Exactly as given, write out all the entries again.

══ Records shown ══

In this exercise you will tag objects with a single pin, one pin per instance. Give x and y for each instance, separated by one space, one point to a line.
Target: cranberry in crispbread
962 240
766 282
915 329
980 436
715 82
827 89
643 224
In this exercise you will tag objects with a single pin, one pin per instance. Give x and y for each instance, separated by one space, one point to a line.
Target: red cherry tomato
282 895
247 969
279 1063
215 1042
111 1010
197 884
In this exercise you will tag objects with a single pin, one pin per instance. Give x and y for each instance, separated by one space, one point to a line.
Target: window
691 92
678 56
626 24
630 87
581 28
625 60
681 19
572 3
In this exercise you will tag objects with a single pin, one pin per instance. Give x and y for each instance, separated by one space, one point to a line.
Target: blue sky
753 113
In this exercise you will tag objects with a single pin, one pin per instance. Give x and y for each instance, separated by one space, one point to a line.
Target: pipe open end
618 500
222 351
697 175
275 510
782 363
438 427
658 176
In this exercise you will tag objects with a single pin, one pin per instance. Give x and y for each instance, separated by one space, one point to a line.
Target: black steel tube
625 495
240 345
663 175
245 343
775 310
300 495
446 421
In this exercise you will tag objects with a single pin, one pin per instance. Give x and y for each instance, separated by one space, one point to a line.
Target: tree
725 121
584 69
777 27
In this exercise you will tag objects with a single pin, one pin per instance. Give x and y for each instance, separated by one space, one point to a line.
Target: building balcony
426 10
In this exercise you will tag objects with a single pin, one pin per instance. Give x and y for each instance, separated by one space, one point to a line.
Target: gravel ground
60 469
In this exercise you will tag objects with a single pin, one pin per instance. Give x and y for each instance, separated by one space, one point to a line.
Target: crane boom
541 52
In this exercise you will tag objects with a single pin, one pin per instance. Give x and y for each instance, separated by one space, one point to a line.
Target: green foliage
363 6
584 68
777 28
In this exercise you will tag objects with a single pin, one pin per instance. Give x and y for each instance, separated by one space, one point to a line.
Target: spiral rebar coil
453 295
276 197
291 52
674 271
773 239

═══

**Answer section:**
In this exercise you will tag objects with a single pin, one pin per instance. Give x and y for each instance, separated by one space, one point to a line.
Target: cranberry in crispbread
962 240
766 282
915 329
980 436
715 82
827 89
643 224
In this exercise you will tag objects with a single pin, one pin per instance. Give x and y for each instance, separated by one space, one point to a line.
Target: red cherry tomato
282 895
247 969
279 1063
215 1042
111 1010
197 884
In this exercise you will tag objects with a single pin, one pin per instance. Give x and y for each instance, separated by one space, one point to a line.
Target: window
691 92
678 56
626 24
630 87
581 28
625 60
681 19
572 3
In this exercise you will tag objects with a single pin, one pin per instance. Give x and y for each instance, separated by one space, one point to a line.
Target: blue sky
753 113
In this exercise you will tag objects with a single pin, one pin per instance. Give x and y for each instance, separated by one space, one point to a line.
Target: pipe open end
618 500
222 351
697 175
275 510
782 363
438 427
658 176
In this exercise you will tag objects with a single pin, one pin per instance. Give x and y for each instance, separated by one space, one point to a line.
Target: black steel tube
625 495
240 345
663 175
245 343
775 310
300 495
446 421
In this exercise you will tag objects with a single pin, one pin per instance. Give x and y for each instance, separated by one space, one point to a line.
Target: tree
725 121
584 69
777 27
In this exercise you will tag objects with a single pin, one pin per instance. Give x and y for each instance, separated by one space, one point to a line.
Target: building balcony
426 10
In this exercise you will tag objects with a single pin, one pin per instance. Give x and y for each instance, separated by one space, one point to a line.
Target: gravel ground
60 469
In this exercise you will tag objects with a single pin, one pin per instance. Give x and y for each instance, separated by one space, one point to a line.
Target: crane boom
541 52
In this exercise you will tag objects with a single pin, one pin per instance. Give x and y for each instance, separated by one space, one point to a line.
Target: green foliage
363 6
584 68
777 28
In this exercise you will tag objects with a single pin, one pin per instance. Give x and y for each instance, separated by one space, one point to a line.
Target: spiral rebar coil
453 295
276 197
291 52
674 271
773 239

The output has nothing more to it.